Dataset entries:
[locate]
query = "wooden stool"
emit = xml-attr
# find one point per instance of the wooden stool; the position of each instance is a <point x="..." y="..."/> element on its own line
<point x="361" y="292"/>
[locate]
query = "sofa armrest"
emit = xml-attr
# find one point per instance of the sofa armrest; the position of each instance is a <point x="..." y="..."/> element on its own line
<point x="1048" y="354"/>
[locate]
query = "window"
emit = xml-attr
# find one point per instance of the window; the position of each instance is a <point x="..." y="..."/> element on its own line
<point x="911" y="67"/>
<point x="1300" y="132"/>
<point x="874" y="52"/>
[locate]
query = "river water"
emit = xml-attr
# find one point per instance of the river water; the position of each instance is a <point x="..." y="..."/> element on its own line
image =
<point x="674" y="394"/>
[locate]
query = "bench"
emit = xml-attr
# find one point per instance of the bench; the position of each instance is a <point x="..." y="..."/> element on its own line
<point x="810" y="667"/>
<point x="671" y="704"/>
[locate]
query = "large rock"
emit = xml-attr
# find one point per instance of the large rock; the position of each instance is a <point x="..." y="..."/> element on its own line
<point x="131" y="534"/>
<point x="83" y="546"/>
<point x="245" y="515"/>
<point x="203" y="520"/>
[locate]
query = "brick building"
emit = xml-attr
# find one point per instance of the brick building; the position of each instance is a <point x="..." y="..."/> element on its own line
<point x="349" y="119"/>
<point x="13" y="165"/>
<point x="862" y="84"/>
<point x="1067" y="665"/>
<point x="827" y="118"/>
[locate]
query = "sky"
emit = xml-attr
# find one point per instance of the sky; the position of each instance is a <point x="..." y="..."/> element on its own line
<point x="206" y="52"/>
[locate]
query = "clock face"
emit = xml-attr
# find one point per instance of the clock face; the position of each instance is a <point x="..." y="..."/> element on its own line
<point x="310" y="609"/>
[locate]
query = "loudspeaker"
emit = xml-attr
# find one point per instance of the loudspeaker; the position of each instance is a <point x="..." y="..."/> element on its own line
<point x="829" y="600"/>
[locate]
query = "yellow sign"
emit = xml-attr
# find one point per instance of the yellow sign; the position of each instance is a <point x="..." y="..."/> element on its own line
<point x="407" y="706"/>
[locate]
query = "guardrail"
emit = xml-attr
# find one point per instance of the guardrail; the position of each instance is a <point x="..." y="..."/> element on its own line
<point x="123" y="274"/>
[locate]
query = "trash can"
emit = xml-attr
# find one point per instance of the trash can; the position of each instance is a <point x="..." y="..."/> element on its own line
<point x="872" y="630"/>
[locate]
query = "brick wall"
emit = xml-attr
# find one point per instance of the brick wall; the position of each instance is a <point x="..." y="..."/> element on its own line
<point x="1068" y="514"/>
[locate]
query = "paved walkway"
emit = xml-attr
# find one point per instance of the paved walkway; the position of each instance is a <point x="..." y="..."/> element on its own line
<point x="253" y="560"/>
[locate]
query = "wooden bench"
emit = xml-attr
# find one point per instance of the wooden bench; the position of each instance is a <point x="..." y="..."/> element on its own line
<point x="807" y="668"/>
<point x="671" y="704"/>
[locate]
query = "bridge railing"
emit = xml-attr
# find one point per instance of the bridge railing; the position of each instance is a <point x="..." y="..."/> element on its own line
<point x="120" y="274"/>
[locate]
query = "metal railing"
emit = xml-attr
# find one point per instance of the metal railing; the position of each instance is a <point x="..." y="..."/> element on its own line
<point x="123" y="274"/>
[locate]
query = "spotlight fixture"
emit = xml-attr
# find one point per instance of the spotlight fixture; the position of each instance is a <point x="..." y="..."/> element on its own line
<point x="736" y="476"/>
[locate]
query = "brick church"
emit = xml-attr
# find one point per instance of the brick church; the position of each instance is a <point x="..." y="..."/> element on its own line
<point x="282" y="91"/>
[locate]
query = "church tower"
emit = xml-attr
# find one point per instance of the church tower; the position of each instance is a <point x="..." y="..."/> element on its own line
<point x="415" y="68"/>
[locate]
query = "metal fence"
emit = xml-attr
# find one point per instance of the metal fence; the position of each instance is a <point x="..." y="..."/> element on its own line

### [What to produce]
Go through the records above and count the lines with the word "water" in them. Answer with the number only.

### [Output of the exercise]
2